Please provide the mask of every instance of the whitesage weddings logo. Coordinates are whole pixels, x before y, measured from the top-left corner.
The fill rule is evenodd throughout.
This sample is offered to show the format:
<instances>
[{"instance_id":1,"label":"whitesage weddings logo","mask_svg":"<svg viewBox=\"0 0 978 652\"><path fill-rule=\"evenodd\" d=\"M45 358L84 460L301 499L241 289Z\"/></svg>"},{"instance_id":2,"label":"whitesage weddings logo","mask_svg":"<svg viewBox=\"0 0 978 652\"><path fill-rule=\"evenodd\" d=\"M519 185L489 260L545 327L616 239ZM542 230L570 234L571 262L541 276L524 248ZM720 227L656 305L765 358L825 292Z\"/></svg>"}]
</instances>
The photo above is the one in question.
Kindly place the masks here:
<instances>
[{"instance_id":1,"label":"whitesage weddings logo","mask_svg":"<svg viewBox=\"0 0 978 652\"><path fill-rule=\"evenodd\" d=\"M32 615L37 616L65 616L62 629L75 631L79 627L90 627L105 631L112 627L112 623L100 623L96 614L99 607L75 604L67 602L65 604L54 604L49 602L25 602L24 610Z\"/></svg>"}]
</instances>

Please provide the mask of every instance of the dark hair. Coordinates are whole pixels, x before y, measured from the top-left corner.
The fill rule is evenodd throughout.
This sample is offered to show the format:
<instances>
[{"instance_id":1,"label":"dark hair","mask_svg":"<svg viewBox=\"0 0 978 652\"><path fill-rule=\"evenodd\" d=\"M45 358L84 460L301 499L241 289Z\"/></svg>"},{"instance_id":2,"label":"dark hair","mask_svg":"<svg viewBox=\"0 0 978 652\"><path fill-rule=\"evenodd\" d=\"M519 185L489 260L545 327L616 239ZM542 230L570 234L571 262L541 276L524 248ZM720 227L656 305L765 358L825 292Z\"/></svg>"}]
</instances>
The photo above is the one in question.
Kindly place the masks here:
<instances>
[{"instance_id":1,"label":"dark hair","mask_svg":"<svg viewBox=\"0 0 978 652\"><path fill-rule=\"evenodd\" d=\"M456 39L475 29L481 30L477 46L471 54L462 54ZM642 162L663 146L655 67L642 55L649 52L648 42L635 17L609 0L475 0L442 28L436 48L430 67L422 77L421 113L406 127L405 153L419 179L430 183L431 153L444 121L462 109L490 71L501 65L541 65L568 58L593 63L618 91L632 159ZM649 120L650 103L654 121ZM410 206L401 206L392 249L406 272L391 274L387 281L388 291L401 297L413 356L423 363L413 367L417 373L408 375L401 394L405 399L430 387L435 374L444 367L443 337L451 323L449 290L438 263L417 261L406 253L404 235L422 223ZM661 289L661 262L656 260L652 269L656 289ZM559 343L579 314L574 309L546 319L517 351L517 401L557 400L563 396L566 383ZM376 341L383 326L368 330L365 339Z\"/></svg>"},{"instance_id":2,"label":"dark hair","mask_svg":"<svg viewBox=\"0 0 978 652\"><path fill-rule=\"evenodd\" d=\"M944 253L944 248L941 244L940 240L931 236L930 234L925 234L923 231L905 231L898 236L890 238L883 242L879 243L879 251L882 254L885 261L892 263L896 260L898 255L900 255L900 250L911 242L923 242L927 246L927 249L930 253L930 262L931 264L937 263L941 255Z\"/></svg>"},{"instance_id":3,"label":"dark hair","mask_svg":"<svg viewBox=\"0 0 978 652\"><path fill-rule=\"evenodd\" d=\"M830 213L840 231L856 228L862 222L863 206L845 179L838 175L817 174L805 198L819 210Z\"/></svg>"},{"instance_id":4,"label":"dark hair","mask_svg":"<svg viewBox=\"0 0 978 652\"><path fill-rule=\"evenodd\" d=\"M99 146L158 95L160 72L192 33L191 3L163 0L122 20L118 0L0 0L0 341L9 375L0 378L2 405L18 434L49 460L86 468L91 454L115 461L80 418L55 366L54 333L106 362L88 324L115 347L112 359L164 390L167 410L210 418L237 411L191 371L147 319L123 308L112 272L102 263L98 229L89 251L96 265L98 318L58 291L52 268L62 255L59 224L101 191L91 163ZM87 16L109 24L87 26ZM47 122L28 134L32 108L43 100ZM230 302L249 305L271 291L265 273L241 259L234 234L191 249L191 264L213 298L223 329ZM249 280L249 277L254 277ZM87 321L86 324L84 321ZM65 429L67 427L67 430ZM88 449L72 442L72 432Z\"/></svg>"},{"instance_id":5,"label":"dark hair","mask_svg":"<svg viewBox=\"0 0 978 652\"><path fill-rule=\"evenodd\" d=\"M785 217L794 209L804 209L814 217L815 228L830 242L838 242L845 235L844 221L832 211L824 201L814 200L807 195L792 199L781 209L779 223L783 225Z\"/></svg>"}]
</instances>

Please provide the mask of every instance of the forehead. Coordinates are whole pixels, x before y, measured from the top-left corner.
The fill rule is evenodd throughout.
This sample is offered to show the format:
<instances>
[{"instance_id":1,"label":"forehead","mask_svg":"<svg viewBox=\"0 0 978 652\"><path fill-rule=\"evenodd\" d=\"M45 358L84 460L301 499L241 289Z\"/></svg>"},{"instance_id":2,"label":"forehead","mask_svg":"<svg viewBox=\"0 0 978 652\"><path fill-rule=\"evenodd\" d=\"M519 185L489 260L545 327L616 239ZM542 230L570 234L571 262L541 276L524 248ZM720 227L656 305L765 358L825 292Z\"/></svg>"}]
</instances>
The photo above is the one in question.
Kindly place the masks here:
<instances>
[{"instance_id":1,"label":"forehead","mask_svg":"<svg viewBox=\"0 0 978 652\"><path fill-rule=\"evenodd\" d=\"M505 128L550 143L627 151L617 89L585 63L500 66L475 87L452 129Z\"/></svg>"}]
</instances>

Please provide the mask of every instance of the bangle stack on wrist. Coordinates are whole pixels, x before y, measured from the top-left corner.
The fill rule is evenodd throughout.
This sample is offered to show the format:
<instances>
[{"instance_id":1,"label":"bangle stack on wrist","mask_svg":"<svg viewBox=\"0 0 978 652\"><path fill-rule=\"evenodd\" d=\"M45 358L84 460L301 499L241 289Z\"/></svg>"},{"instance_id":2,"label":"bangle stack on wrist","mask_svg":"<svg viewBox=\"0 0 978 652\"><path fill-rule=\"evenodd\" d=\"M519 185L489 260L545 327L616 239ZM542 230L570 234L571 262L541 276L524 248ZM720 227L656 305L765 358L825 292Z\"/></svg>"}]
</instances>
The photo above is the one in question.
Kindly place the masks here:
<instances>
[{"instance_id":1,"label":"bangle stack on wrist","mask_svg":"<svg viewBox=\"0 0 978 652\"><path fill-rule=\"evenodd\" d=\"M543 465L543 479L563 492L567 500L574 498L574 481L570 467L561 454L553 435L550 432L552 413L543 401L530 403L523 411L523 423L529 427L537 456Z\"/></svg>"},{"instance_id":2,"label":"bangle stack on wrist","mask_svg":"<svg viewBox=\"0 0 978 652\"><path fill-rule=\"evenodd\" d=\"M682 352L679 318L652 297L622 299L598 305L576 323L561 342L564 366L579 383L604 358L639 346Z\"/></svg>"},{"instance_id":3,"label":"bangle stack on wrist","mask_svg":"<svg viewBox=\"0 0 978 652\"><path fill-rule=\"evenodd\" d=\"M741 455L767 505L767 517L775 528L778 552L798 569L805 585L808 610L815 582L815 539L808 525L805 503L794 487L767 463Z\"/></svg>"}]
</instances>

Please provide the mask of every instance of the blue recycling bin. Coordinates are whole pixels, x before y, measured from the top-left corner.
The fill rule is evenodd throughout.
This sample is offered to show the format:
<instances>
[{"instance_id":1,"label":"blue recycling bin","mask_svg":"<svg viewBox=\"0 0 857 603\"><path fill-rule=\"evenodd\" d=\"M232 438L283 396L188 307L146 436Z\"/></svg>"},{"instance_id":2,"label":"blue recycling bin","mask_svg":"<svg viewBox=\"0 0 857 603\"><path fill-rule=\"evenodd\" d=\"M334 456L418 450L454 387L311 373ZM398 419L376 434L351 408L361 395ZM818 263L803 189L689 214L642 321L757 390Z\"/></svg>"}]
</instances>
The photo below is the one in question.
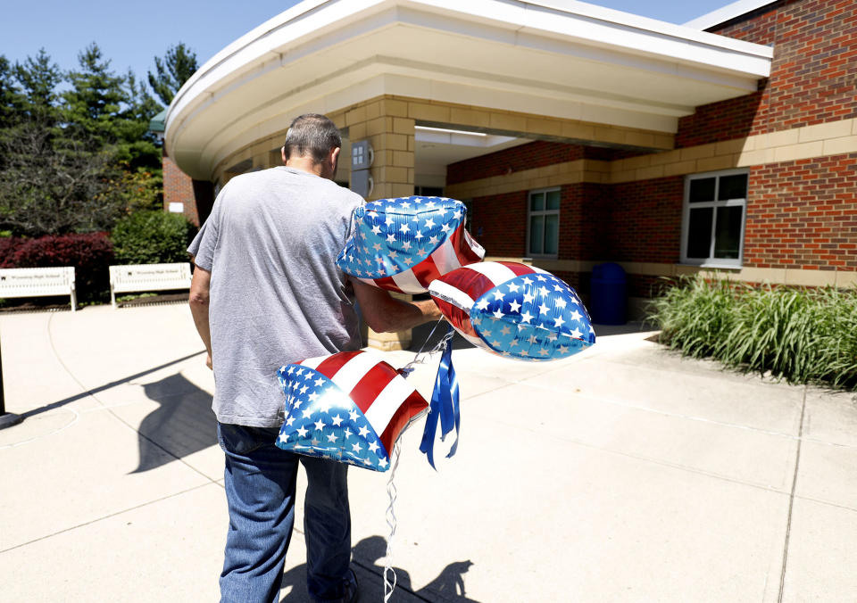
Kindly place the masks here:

···

Objective: Extract word for word every line from the line that contains "Please provide the mask of every instance of the blue" to the final line of the data, both included, and nothing else; skip the pictures.

Output for this exercise:
Please provide the mask of every instance of the blue recycling bin. Coordinates are whole pixels, x before y, measured from the top-left corner.
The fill rule is evenodd throughout.
This sample is offered to show the format:
<instances>
[{"instance_id":1,"label":"blue recycling bin","mask_svg":"<svg viewBox=\"0 0 857 603\"><path fill-rule=\"evenodd\" d=\"M232 438L283 396L188 307L146 436Z\"/></svg>"},{"instance_id":2,"label":"blue recycling bin","mask_svg":"<svg viewBox=\"0 0 857 603\"><path fill-rule=\"evenodd\" d=\"M334 456L418 450L454 387L311 373ZM398 419L376 434L351 408L361 395ZM818 263L803 189L689 214L642 321L757 390Z\"/></svg>"}]
</instances>
The photo below is the one in question.
Kindly place the masks here:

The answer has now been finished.